The expected result is the segment of the entries that begins with the line containing "of the clock" and ends with the last line, copied verbatim.

**** DATA PROVIDED

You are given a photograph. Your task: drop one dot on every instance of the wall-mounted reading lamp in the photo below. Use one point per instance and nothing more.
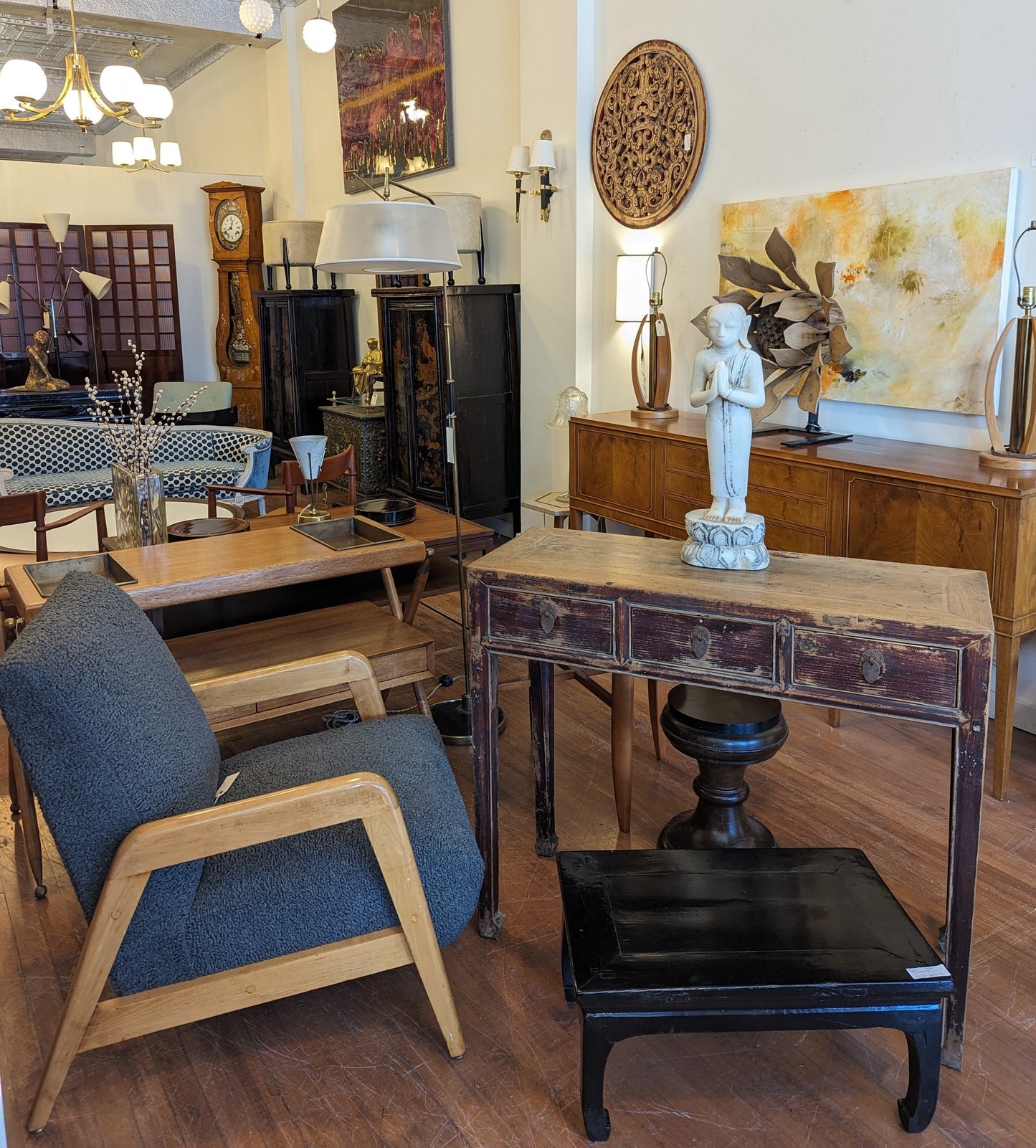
(522, 160)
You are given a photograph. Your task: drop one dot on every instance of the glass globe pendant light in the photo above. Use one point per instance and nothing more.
(23, 83)
(319, 34)
(256, 16)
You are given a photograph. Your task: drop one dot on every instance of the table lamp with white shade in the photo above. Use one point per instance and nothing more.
(310, 450)
(401, 238)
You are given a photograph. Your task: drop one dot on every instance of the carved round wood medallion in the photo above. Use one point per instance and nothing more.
(652, 103)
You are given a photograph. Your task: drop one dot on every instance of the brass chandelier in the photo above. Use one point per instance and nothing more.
(123, 92)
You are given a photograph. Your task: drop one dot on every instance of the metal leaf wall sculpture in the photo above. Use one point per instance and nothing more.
(797, 330)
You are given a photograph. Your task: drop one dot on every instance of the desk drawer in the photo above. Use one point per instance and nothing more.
(857, 664)
(675, 638)
(553, 621)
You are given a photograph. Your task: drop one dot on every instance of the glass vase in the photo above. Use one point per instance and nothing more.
(139, 508)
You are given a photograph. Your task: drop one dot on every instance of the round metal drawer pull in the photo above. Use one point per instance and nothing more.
(548, 615)
(872, 666)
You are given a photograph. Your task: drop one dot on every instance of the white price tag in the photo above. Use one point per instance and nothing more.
(927, 972)
(227, 782)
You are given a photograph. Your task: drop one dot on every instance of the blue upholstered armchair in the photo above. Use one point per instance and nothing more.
(328, 857)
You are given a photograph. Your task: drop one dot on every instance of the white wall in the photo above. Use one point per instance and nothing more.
(107, 195)
(814, 95)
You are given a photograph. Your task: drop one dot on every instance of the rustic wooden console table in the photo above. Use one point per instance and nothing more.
(895, 502)
(908, 641)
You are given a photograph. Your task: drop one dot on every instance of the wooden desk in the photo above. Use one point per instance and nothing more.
(235, 564)
(895, 502)
(906, 641)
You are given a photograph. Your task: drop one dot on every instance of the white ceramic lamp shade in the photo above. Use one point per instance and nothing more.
(309, 450)
(387, 238)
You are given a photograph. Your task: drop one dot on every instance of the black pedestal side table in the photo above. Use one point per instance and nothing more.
(733, 941)
(726, 733)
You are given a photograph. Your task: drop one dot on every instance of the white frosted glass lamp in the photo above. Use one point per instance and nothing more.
(143, 149)
(23, 80)
(154, 103)
(169, 154)
(120, 85)
(122, 154)
(57, 224)
(310, 450)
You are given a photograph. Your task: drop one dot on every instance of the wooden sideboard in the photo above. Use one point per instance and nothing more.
(873, 498)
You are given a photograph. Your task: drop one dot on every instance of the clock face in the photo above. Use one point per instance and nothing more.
(229, 224)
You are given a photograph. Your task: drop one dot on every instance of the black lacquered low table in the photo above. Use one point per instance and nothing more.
(724, 941)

********

*TASK RESPONSE*.
You are given a photograph. Your task: drop one dot on every instance of the clock face in the photo above. Use one point per instance and nothing more.
(229, 224)
You are given a photograph. Your task: drop one dot on every instance of the black lacquered low table in the photo above. Use one point per instance and nothing more.
(724, 941)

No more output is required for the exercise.